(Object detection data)
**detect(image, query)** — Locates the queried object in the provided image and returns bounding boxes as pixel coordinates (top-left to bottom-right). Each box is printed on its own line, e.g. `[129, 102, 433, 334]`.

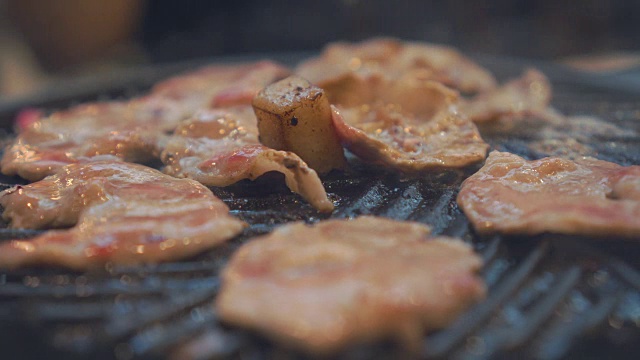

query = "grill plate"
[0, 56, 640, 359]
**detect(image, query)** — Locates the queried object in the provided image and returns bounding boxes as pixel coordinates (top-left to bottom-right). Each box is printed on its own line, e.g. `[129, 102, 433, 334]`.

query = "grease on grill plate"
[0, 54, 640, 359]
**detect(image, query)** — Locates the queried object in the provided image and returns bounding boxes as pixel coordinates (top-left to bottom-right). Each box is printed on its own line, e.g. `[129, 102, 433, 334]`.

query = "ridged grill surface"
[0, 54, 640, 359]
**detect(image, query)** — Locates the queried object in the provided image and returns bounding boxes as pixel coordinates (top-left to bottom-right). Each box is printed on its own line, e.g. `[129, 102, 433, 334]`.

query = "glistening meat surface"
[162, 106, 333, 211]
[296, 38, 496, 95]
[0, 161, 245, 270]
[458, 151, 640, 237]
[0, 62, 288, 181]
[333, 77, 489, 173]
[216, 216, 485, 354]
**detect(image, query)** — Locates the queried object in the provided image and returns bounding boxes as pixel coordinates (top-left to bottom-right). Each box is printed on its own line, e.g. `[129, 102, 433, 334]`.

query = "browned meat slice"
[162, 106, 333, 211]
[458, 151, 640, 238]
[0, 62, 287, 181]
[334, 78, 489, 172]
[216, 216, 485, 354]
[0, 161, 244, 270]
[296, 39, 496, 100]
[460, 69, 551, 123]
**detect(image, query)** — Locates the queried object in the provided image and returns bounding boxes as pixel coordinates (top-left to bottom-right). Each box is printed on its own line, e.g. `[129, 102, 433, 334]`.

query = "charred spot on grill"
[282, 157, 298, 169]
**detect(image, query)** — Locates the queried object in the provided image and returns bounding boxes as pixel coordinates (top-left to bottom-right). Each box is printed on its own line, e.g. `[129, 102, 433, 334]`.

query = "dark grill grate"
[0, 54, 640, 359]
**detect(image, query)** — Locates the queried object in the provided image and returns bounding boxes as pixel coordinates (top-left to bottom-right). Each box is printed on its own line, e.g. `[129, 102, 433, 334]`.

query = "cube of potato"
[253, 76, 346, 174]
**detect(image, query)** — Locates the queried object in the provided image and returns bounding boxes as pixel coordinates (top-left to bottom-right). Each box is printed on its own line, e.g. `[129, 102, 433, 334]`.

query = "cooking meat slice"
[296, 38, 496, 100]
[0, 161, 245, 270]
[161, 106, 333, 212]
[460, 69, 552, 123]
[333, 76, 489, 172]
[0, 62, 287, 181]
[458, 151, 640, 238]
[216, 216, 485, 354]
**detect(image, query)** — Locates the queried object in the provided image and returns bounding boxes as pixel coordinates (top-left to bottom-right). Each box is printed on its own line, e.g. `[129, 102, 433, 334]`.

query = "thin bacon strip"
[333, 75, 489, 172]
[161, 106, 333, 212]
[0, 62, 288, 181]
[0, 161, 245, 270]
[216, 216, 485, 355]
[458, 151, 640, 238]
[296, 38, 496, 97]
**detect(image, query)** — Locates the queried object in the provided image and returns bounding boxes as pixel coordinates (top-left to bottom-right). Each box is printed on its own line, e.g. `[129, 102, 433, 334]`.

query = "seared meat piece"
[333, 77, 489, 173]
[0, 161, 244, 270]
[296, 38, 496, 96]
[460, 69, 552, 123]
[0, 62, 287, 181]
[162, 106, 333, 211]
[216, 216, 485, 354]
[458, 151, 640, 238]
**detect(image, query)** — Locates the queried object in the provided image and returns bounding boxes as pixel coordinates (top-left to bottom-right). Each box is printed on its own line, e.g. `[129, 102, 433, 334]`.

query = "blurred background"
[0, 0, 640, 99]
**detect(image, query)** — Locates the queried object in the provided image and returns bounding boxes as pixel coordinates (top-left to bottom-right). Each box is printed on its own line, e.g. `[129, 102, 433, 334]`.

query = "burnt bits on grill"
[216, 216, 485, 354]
--
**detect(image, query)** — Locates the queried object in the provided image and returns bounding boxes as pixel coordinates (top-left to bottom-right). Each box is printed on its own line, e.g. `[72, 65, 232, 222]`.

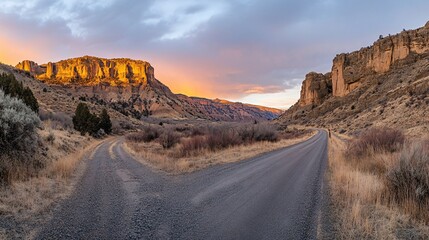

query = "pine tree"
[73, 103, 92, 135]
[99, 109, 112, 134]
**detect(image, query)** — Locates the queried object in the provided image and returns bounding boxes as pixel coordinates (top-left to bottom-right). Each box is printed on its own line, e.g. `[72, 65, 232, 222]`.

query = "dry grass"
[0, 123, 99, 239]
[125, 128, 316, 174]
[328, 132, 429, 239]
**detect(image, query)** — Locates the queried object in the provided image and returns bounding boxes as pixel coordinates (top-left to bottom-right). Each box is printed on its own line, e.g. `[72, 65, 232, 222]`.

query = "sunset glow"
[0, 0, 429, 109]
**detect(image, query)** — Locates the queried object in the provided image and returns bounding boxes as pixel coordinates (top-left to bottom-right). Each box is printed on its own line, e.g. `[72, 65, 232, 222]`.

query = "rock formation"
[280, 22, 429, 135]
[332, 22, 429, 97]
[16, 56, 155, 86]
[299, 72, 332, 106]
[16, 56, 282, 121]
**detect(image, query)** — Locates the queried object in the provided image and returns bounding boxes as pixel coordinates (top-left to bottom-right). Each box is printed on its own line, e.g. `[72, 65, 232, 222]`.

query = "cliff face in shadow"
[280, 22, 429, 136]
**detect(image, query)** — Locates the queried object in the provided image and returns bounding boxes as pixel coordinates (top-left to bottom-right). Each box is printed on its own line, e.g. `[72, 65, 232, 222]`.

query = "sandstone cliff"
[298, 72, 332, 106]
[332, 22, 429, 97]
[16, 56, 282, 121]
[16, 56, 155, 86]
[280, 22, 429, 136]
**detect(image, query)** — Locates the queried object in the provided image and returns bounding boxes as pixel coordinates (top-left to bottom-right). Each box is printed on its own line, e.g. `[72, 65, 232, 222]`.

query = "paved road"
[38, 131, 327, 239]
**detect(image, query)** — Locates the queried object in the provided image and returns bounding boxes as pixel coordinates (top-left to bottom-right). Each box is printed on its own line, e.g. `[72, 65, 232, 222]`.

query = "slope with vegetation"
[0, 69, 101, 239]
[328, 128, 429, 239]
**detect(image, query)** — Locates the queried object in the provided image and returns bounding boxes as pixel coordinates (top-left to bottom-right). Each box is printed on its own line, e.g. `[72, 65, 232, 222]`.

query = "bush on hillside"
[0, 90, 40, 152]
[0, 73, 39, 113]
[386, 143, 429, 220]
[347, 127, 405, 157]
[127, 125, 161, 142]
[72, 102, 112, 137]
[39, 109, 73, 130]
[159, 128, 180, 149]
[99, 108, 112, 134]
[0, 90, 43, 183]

▶ INSTRUCTIONS FOR THE TASK
Collect every line in the records that contains the string "plate". Treat uppercase and lowercase letters as distinct.

▶ WORKED SOLUTION
query = "grill plate"
query = "grease on grill plate"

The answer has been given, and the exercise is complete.